--- Material supplied ---

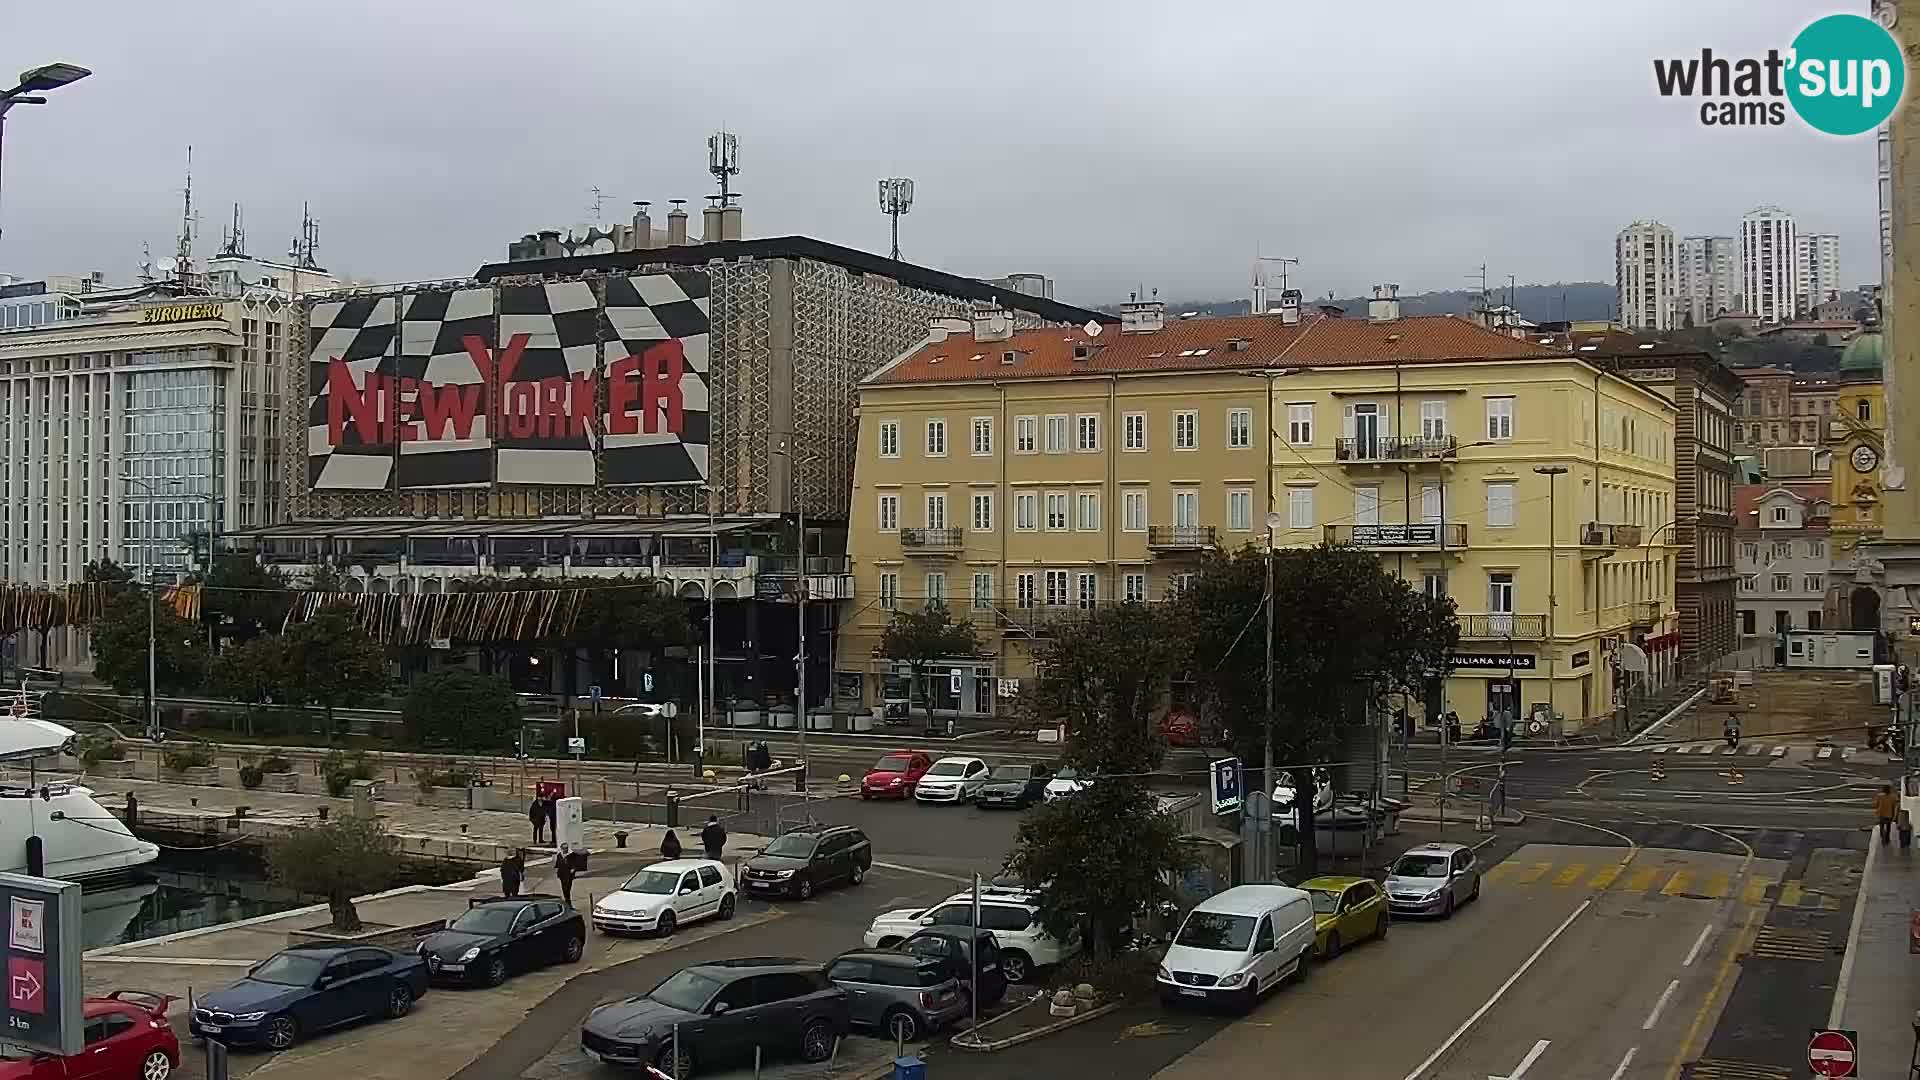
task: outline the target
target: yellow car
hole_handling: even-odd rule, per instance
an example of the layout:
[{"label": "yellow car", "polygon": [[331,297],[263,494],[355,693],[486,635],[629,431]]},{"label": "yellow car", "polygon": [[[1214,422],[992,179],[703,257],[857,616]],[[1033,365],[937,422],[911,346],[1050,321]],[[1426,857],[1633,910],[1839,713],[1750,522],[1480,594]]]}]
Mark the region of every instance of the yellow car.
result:
[{"label": "yellow car", "polygon": [[1363,877],[1317,877],[1300,887],[1313,898],[1314,945],[1323,960],[1356,941],[1387,936],[1387,894]]}]

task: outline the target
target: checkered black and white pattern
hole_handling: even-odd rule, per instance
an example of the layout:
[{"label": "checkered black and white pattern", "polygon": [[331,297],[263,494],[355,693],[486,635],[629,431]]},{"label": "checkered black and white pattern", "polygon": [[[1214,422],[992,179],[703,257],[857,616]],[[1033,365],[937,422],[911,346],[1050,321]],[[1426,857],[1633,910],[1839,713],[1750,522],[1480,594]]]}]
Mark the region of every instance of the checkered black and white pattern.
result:
[{"label": "checkered black and white pattern", "polygon": [[307,354],[307,483],[315,488],[372,491],[393,483],[393,447],[363,441],[351,424],[340,444],[328,436],[328,371],[333,361],[346,365],[358,390],[380,370],[393,347],[395,299],[356,296],[313,305]]},{"label": "checkered black and white pattern", "polygon": [[610,485],[699,483],[707,478],[711,431],[707,288],[705,274],[646,274],[607,281],[609,365],[623,357],[645,355],[649,348],[675,338],[686,356],[686,370],[680,377],[680,434],[648,434],[644,422],[641,430],[630,435],[608,433],[602,440],[601,460]]},{"label": "checkered black and white pattern", "polygon": [[[451,424],[427,430],[400,444],[399,482],[403,488],[484,487],[493,479],[493,442],[489,438],[487,376],[467,351],[477,337],[496,348],[493,290],[455,289],[400,297],[400,348],[387,374],[424,379],[436,387],[479,387],[480,407],[467,437],[457,438]],[[416,409],[416,414],[418,413]]]}]

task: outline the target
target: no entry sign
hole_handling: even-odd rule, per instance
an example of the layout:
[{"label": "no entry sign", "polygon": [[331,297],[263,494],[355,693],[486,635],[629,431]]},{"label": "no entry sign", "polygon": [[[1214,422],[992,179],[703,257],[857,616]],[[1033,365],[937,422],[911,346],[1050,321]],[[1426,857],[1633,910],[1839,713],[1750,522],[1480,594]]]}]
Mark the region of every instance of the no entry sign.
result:
[{"label": "no entry sign", "polygon": [[1851,1031],[1815,1028],[1807,1040],[1807,1068],[1815,1076],[1859,1076],[1854,1046],[1857,1036]]}]

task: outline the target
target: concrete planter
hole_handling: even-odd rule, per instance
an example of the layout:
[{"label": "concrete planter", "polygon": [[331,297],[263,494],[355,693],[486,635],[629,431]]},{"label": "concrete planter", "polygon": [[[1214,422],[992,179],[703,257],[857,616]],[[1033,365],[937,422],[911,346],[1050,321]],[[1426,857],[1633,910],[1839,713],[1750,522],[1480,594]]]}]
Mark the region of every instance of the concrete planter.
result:
[{"label": "concrete planter", "polygon": [[100,777],[103,780],[127,780],[133,776],[134,764],[135,762],[131,759],[101,761],[96,762],[93,768],[87,771],[91,775]]},{"label": "concrete planter", "polygon": [[792,731],[796,724],[797,721],[795,721],[792,713],[776,712],[772,714],[772,723],[770,726],[780,731]]},{"label": "concrete planter", "polygon": [[874,723],[874,718],[866,713],[856,713],[853,716],[853,730],[855,731],[872,731]]},{"label": "concrete planter", "polygon": [[297,772],[270,772],[260,777],[261,791],[299,791],[300,774]]},{"label": "concrete planter", "polygon": [[218,765],[203,765],[198,768],[186,769],[176,773],[175,776],[183,784],[198,784],[201,787],[220,786],[220,766]]},{"label": "concrete planter", "polygon": [[733,724],[735,727],[759,727],[760,726],[760,710],[759,709],[733,710]]}]

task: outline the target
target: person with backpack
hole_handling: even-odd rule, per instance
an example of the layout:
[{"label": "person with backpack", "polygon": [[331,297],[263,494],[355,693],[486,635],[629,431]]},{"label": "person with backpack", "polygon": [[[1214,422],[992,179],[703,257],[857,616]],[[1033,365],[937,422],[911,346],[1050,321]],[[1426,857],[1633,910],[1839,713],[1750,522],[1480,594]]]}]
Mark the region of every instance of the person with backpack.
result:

---

Task directions: Locate the word "region" in the records above, and return each line that has it.

Written solution:
Mark the region of every instance of the yellow car.
Mark the region of every instance of the checkered black and white pattern.
Mark the region of every instance of the no entry sign.
Mark the region of every instance of the concrete planter.
Mark the region of every instance of the person with backpack.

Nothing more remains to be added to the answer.